» What needs to be done: Output all the material that follows, exactly as given.

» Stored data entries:
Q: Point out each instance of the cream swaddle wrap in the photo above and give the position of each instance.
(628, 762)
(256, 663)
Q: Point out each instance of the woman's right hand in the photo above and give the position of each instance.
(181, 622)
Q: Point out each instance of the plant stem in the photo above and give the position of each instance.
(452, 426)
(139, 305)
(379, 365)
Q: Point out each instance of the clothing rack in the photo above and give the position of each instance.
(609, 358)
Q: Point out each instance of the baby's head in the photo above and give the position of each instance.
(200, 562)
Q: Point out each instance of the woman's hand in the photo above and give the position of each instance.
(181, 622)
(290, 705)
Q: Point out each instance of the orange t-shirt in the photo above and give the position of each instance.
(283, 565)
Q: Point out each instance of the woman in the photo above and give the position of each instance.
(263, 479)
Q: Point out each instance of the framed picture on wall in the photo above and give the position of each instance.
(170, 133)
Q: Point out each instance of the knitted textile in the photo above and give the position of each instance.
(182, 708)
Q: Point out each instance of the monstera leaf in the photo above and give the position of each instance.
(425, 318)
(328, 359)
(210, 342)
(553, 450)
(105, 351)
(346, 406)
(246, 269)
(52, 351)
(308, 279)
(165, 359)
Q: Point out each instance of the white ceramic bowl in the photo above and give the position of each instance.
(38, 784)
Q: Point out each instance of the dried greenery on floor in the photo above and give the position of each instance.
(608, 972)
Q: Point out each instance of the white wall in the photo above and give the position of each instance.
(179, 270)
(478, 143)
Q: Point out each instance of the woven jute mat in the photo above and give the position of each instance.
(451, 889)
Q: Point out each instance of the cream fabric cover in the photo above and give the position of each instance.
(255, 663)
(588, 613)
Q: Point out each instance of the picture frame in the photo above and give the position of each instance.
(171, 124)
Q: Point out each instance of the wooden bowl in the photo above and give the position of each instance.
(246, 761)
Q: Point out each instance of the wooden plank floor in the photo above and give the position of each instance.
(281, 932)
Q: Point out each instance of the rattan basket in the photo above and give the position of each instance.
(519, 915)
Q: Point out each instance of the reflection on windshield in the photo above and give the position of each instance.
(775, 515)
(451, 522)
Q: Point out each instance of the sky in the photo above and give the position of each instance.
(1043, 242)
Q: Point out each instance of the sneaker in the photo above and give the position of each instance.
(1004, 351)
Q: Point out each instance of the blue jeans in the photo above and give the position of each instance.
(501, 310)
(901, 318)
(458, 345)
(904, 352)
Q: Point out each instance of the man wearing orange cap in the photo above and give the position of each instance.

» Reply:
Q: Point out each instance of the cream swaddle wrap in the photo above and give the position of each instance.
(628, 762)
(256, 663)
Q: Point out each instance of the woman's right hand in the photo above and give the position of each instance.
(181, 622)
Q: Point out each instance of the plant stem in the photo above and give the position of each instance.
(452, 426)
(139, 305)
(379, 365)
Q: Point out each instance of the clothing rack in the photo above and give the position of each instance.
(609, 358)
Q: Point out each instance of the baby's head in the photo above and give the position of each instance.
(200, 562)
Q: Point out each instance of the woman's hand in the photo above and give the position of each instance.
(181, 622)
(290, 705)
Q: Point out each instance of the orange t-shirt in the photo above and give the position of each instance.
(283, 565)
Q: Point out each instance of the woman in the photo above and give the position of each instance.
(263, 479)
Q: Point out each instance of the framed picture on wall in the photo above and give the position of each instance.
(170, 133)
Q: Point out each instance of the knitted textile in the photo above and give the position of each instance.
(182, 708)
Q: Point out each instance of the monstera leaf in the photo above and give the position of each instance.
(425, 318)
(328, 359)
(210, 342)
(553, 450)
(105, 351)
(346, 406)
(246, 269)
(52, 351)
(308, 279)
(165, 359)
Q: Point out each instance of the white ceramic bowl in the photo above and give the position of each instance.
(38, 784)
Q: Point out each instance of the dried greenery on floor in the photo above and give the position of each instance.
(608, 972)
Q: Point out each instance of the white wall in the photo above and give the position of each instance.
(179, 270)
(478, 143)
Q: Point out each instance of the woven jute mat in the photo above and give the position of each instance.
(451, 889)
Q: Point out each instance of the cream fabric cover in the photo above and give the position of each instance.
(255, 663)
(588, 613)
Q: Point out each instance of the picture frame in the photo above and give the position of each instance.
(171, 124)
Q: Point out each instance of the wooden bowl in the photo above and give the position of each instance.
(246, 761)
Q: Point out each instance of the wooden plank floor in the photo above and give the position of each instance.
(281, 932)
Q: Point out each instance of the rattan basket in the photo above and give the position of each instance.
(519, 915)
Q: Point out each instance of the reflection on windshield in the photo above and give the position of each instance.
(775, 515)
(451, 522)
Q: Point out each instance of the sky in the photo above and give the position of each instance.
(1043, 242)
Q: Point out each instance of the sneaker in the photo above and give the position of each instance.
(1004, 351)
Q: Point out each instance of the blue jeans in the photo above and give the position of each instance.
(501, 310)
(901, 318)
(458, 345)
(904, 352)
Q: Point out each instance of the man wearing orange cap in the photo above and give the position of each instance.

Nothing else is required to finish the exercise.